Objective — Convert the data below, from its first line up to and including the line with "[(68, 219)]", into a Markdown table with columns No. and Line. Number each line in order and leave out blank lines.

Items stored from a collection
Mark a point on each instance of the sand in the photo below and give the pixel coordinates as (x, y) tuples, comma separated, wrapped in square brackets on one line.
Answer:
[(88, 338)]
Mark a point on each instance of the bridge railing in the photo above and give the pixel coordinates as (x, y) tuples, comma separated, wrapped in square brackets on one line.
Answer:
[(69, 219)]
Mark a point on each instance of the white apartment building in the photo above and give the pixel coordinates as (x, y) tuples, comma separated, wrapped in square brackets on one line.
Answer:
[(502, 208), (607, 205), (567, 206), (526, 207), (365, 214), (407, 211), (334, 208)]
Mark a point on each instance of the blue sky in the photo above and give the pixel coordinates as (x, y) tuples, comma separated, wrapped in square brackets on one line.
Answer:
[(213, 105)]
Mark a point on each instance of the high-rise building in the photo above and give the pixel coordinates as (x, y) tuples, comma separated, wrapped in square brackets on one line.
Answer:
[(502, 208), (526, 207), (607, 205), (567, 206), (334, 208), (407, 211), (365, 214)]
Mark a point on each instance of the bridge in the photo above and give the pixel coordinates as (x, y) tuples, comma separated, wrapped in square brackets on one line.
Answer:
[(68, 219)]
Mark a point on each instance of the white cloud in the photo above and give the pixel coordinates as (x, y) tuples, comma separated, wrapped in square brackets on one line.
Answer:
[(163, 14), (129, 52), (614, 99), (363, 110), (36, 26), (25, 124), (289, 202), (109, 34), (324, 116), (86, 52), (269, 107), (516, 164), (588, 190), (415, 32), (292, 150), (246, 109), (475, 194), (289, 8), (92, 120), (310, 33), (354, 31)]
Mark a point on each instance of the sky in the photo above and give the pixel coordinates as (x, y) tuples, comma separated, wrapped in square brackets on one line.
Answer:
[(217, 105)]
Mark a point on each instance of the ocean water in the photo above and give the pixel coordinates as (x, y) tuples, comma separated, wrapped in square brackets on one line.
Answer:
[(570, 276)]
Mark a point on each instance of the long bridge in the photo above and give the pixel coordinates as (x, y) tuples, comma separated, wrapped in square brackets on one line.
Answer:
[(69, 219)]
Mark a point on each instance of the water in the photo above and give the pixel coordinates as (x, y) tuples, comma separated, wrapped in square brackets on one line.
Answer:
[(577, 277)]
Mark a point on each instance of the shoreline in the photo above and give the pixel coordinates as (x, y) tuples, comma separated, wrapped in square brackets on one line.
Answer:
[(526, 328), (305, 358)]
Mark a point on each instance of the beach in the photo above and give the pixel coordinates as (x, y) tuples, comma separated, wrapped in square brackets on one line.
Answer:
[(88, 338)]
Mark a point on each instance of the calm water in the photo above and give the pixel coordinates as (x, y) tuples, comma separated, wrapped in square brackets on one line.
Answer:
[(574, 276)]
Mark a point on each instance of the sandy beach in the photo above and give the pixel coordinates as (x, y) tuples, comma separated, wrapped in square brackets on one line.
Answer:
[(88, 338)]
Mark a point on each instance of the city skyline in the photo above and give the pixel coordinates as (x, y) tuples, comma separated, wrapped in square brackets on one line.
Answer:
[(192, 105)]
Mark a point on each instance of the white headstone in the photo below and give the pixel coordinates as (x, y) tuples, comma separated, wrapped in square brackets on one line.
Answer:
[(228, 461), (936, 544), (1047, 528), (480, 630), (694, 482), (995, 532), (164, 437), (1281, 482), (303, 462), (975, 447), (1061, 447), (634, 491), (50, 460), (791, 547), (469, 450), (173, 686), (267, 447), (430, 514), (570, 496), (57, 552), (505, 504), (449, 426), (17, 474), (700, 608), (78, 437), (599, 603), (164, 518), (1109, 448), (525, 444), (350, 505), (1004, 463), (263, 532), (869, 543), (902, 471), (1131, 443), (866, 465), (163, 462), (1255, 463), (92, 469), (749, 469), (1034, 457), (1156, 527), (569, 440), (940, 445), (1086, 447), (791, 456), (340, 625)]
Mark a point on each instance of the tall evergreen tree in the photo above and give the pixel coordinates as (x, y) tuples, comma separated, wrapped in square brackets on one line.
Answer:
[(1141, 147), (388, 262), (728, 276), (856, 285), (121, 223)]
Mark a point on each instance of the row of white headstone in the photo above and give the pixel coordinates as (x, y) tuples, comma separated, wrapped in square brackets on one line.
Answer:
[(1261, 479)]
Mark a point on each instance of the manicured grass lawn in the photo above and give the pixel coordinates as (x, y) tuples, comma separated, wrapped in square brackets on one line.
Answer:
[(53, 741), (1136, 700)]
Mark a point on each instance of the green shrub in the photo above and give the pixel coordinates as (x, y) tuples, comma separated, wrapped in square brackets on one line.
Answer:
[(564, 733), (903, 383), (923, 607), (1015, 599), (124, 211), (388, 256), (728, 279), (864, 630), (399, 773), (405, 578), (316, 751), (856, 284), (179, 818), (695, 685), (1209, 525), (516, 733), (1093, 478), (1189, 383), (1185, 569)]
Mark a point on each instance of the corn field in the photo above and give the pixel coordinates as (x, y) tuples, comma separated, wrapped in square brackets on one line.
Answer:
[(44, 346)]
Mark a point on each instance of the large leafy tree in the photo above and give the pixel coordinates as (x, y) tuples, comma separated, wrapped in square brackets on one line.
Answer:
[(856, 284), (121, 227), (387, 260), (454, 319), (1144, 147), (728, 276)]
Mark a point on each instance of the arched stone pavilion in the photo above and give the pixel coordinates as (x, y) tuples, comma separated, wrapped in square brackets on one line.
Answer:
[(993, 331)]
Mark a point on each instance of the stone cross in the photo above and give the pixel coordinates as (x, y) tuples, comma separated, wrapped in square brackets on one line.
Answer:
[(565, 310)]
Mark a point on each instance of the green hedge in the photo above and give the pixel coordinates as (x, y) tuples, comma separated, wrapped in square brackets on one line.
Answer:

Task answer —
| No. | Line |
|---|---|
| 1 | Mark a point on each instance of the sand in the photo below and give the pixel coordinates as (x, y) tuples, comma separated, wrapped in square brackets on one line. |
| 2 | Answer: |
| 3 | [(88, 338)] |
| 4 | Mark a point on each instance of the bridge railing in the photo above and give the pixel coordinates as (x, y) tuples, comma separated, wrapped in square brackets on one line. |
| 5 | Answer: |
| 6 | [(69, 219)] |
| 7 | Mark a point on each instance of the white apartment building in the photo above and give the pixel coordinates as (x, y) tuples, comma separated, wrapped in square brackets on one line. |
| 8 | Answer: |
| 9 | [(502, 208), (607, 205), (567, 206), (526, 207), (365, 214), (407, 211), (334, 208)] |
| 10 | Mark a point on each instance of the blue sky in the photo above and give the pixel coordinates as (x, y) tuples, comma separated, wrapped in square brackets on one line. |
| 11 | Answer: |
| 12 | [(213, 105)] |
| 13 | Mark a point on each instance of the high-rise building in the photo above and give the pixel coordinates as (x, y) tuples, comma separated, wrapped in square brackets on one line. |
| 14 | Answer: |
| 15 | [(502, 208), (526, 207), (607, 205), (567, 206), (334, 208), (407, 211), (365, 214)] |
| 16 | Mark a point on each instance of the bridge in the photo above and give the pixel coordinates as (x, y) tuples, comma separated, wrapped in square brackets on one line. |
| 17 | Answer: |
| 18 | [(68, 219)] |